**EXERCISE GOAL:** Rewrite the lines below with "Point instruction" in place of every "Keypoint guideline", leaving everything else unchanged.

**MATERIAL FOR THIS EXERCISE:**
** BEGIN **

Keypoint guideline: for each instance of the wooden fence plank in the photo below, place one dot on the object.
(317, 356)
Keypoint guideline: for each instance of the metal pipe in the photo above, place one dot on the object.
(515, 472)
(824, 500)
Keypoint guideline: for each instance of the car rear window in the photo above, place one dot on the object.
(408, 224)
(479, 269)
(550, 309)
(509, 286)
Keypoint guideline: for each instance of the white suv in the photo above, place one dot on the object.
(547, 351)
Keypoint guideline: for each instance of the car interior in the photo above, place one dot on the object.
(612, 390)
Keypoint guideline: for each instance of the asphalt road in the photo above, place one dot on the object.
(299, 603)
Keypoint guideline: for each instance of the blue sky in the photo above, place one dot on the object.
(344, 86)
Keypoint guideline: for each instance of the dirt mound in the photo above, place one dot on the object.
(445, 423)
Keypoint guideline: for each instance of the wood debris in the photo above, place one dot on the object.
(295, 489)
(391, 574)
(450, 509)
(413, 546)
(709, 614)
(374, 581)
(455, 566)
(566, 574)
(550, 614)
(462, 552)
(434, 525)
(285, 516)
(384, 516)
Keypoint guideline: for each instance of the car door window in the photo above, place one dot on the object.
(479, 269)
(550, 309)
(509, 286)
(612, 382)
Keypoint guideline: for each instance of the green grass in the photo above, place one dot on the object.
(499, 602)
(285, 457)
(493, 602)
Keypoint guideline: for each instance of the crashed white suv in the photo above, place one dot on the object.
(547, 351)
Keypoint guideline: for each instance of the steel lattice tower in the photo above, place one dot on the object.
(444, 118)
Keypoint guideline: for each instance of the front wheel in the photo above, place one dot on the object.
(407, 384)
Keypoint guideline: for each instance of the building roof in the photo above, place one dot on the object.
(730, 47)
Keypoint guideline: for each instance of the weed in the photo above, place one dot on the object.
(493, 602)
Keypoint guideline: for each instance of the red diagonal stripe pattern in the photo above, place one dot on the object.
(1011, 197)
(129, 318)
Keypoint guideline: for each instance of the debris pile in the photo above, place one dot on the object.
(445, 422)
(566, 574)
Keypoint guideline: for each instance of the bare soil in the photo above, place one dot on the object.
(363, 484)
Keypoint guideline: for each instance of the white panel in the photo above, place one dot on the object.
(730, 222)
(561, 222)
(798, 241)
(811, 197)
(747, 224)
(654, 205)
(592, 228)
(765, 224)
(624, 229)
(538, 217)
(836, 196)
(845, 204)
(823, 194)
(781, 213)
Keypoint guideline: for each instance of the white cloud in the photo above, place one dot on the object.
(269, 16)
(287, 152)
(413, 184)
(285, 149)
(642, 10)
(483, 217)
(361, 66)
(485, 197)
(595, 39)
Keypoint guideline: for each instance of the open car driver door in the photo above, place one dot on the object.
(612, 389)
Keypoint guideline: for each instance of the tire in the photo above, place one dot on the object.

** END **

**THE REPLY:**
Point instruction: for each instance of the wooden fence plank in the photo below, place one dot on the object.
(317, 356)
Point instruction: for each instance of the metal pipe in the photo above, place one dot on the object.
(515, 472)
(824, 500)
Point instruction: for each instance of the car rear window in the photo above, place one dot on the object.
(408, 224)
(479, 269)
(550, 309)
(509, 286)
Point instruction: for each instance of the white suv in the photo above, place one dot on the object.
(547, 351)
Point instruction: for each instance of the car interior in the photo above, place one dot on the object.
(612, 390)
Point instruction: for each instance of the asphalt road in the photo above, place one dot on the object.
(299, 603)
Point instruction: for each instance of the blue sky in the photo above, place one dot on the object.
(344, 86)
Point instruction: for each instance of the dirt mound in the photo above, place one dot on the object.
(445, 423)
Point instruction: for each instance of the wood debris in the photo above, place one dot on the object.
(295, 489)
(391, 574)
(450, 509)
(413, 546)
(709, 614)
(374, 581)
(455, 566)
(566, 574)
(550, 614)
(462, 552)
(434, 525)
(285, 516)
(384, 516)
Point instruction: for each instance of the car door window in the photo above, place one dot on the object.
(479, 269)
(550, 309)
(509, 286)
(612, 382)
Point instruction: for each instance of the green grass in the photo above, place one dot on the object.
(499, 602)
(285, 457)
(493, 602)
Point instruction: for each instance of the crashed white suv in the photo above, place one dot on the object.
(547, 351)
Point instruction: for each instance of the steel lattice tower in the photo above, place one dot on the object.
(444, 118)
Point instruction: for each instance of the front wheel in the photo above, place one dot on the object.
(407, 384)
Point instruction: for each instance of the building roof in the photo above, place one dot on the object.
(730, 47)
Point instruction: for each instance of the weed in the photo above, place one dot on the object.
(493, 602)
Point instruction: for each instance of the red diagonal stripe pattern in the photo above, place one dot on the object.
(1011, 197)
(129, 318)
Point instruction: for each instance of the debris pile in the photo above, place one dot on the object.
(445, 422)
(566, 574)
Point instruction: for each instance of the bare soil in the photo above, place one dot on the object.
(363, 484)
Point instruction: for each instance of the white panel in the photo above, place one dot on the object.
(730, 222)
(561, 222)
(798, 241)
(811, 197)
(747, 224)
(654, 205)
(592, 228)
(765, 224)
(624, 229)
(538, 217)
(836, 196)
(845, 204)
(823, 194)
(781, 213)
Point instruction: for each instance of the white cloud in the photo above, place one dot on the object.
(269, 16)
(287, 152)
(413, 184)
(285, 149)
(642, 10)
(483, 217)
(361, 66)
(485, 197)
(595, 39)
Point instruction: for each instance of the open car driver door in the photo above, place one dot on the object.
(612, 389)
Point instruction: for each instance of the tire in the photo above, place one dot on the object.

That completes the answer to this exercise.